EXTRAIT DU TEXTE
====
Je déteste profondément cette affaire de kiss-in. Parce que les méthodes employées d’un côté comme de l’autre puent. Parce qu’il s’agit d’occuper le terrain médiatique, de créer de toutes pièces un affrontement entre deux communautés qui auraient bien besoin de se parler davantage. Il s’agit de vouloir récupérer, d’un côté comme de l’autre, des cardinaux dont par ailleurs on ne se prive pas de dire du mal : Mgr Barbarin à ce titre est exemplaire, qui se voit cloué au pilori par les ultras pour être allé dîner avec des francs-maçons, les mêmes déformant le sens de ses propos et faisant de son interview au Progrès une incitation à contre-manifester devant Saint-Jean. Et en face, pareil : on somme le cardinal de prendre position [1]immédiatement en désavouant, je cite, « l’absence de condamnation par le Vatican des violences commises contre les personnes homosexuelles et transsexuelles au nom de la religion catholique » (au passage, j’aimerais assez que l’on me cite une ou deux de ces violences « au nom de la religion catholique », mais passons). Le but ultime ? Forcer Mgr Barbarin à faire de la politique, un peu comme quand on essayait de forcer Jésus à se positionner (et lui répondait en dessinant sur le sol)[2]. Et faire en sorte que nul ne puisse à l’avenir se dire homosexuel sans que l’étiquette du mouvement LGBT ne lui colle à la peau, ni catholique sans que l’on y ajoute immédiatement « facho ». En cela, j’ai beaucoup aimé la prise de position courageuse des frères Pouzin, du groupe Glorious, ainsi que celle de Jean-Baptiste Maillard, qui tentent de rappeler quelques évidences. Je rêve que d’autres voix s’élèvent en disant : « Assez de ce cirque ! »
====
Éléments enregistrés
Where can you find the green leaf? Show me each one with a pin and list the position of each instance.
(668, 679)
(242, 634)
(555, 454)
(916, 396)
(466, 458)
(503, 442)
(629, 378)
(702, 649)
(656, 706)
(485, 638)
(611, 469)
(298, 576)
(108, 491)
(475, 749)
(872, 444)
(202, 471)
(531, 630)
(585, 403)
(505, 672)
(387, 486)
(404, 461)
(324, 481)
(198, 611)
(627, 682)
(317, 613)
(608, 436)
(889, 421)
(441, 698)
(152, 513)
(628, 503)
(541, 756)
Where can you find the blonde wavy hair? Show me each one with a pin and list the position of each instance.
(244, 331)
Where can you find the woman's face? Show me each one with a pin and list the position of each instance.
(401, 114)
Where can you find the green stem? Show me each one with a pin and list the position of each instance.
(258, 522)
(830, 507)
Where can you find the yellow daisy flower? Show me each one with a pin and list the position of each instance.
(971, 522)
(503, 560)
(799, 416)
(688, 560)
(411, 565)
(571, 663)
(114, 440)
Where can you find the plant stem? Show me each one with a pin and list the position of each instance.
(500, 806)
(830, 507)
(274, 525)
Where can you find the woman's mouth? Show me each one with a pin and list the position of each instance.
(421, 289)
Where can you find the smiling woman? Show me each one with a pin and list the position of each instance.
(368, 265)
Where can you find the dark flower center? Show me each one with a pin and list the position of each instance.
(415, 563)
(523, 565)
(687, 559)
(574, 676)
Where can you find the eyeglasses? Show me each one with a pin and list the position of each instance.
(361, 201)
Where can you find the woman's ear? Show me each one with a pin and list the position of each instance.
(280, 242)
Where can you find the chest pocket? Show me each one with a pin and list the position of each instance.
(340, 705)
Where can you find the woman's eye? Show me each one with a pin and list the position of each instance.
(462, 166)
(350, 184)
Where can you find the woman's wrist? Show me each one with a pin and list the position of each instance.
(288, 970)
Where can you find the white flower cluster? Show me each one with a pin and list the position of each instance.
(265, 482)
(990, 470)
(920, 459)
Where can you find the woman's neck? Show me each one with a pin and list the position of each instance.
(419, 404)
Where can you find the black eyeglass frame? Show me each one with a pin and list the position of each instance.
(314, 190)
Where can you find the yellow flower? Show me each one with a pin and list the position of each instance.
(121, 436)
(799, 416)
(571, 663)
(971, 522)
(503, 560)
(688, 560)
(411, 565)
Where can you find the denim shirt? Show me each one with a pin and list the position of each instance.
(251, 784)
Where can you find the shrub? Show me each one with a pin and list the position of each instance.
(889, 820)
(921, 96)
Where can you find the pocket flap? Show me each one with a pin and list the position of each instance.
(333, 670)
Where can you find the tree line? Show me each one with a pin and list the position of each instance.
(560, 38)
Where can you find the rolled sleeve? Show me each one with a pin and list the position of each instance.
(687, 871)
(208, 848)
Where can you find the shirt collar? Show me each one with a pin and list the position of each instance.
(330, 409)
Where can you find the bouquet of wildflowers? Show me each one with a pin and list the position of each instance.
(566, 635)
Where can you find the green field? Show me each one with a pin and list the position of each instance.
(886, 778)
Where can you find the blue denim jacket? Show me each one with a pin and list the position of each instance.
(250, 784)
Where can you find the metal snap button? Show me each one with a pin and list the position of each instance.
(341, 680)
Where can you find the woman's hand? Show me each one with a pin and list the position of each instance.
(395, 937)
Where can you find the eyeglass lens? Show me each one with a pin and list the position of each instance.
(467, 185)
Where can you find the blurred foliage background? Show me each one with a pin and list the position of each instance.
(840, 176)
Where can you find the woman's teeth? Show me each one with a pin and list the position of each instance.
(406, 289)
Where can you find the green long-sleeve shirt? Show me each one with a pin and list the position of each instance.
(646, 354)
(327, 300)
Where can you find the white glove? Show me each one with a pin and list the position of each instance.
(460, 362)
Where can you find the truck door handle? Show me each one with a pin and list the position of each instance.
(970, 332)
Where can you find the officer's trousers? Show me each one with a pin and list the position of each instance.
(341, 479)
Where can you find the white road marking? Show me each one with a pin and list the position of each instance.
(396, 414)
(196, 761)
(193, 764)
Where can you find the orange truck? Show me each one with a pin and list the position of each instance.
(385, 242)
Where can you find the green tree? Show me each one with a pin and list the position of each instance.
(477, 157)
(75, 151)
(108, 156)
====
CONSIGNE 1
Répondez à ces questions sur le texte sur le kiss-in :
(a) Pourquoi les ultras clouent-ils Mgr Barbarin au pilori ?
(b) À quel journal Mgr Barbarin a-t-il donné son interview ?
(c) De quel groupe font partie les frères Pouzin ?
CONSIGNE 2
Écrivez la suite du texte sur le kiss-in à partir de sa dernière phrase.
Les lignes forment un matériau à part, distinct du texte sur le kiss-in.

RÉPONSE 1
(a) Pour être allé dîner avec des francs-maçons.
(b) Au Progrès.
(c) Du groupe Glorious.

RÉPONSE 2
Mais il en faudra plus pour que le cycle commencé s’arrête. On peut s’attendre à un kiss-in tous les samedis devant chaque cathédrale de France. Ce samedi, c’est Metz. Et tous les diocèses seront touchés. Et l’on verra partout les mêmes agités ravis de trouver en face d’eux le nécessaire ennemi qui valide leur engagement. Et l’amalgame continuera. Les violences aussi. Avec peut-être – et déjà je sens frissonner de plaisir les deux extrêmes – un ou deux « martyrs ».
Dans une histoire pas si éloignée sur le fond, qui s’est passée dans les eaux territoriales israéliennes, le Pape a déclaré : « La violence génère un surplus de violence ». Ce serait bien que ceux qui brandissent si haut l’étendard du Vatican devant les militants LGBT fassent un peu plus de cas des paroles prononcées depuis le trône de Pierre.
[1] L’an dernier, alors que les mêmes manifestants pro-LGBT manifestaient devant Saint-Jean, le cardinal avait créé la surprise en invitant ces derniers à discuter. Il faut croire que cela n’a pas plu aux plus extrêmes d’entre eux ; alors qu’un dialogue avait été amorcé, pourquoi tout casser, si ce n’est justement parce qu’un adversaire avec lequel on ne discute pas – un cliché, en somme – est bien plus profitable en termes d’image médiatique qu’un partenaire avec lequel on avance ensemble ?
[2] Selon des sources autorisées, le cardinal Barbarin, à qui l’on rapportait les slogans chantés durant le kiss-in, a validé non sans humour l’un d’eux, hurlé par les pro-LGBT : « Deux planches, trois clous, Il l’a fait, pourquoi pas vous ? » « Celui-ci », a dit le cardinal, « je le valide, c’est le fondement de la foi chrétienne. »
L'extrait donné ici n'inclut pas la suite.